## Work request
Without any of the pictures, print every record below exactly.
[Supplied records — start]
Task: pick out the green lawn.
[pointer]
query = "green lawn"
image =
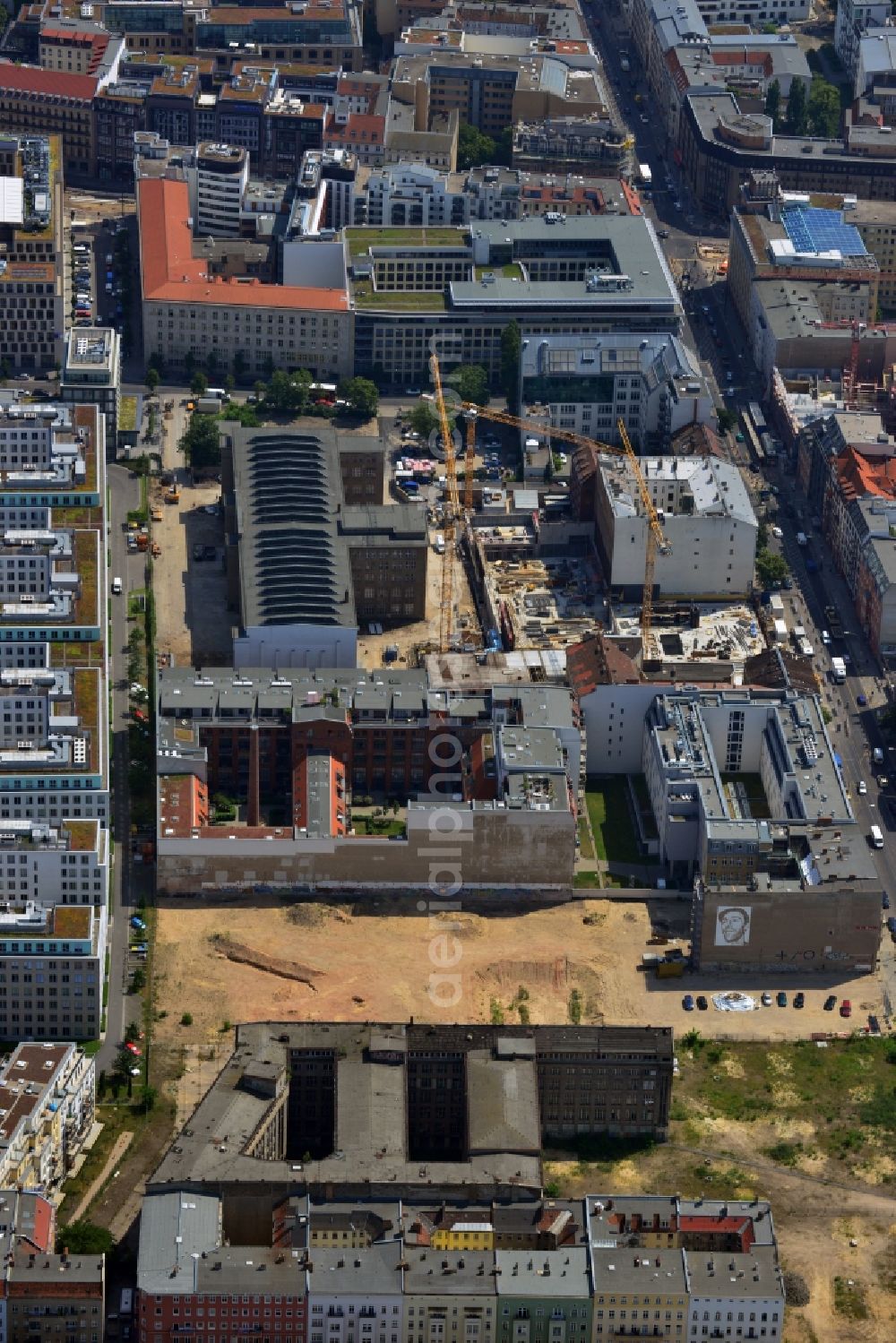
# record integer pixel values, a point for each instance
[Supplied records — finish]
## Task result
Task: pick out the green lawn.
[pointer]
query = "green lawn"
image =
# record integer pixel values, a point for each instance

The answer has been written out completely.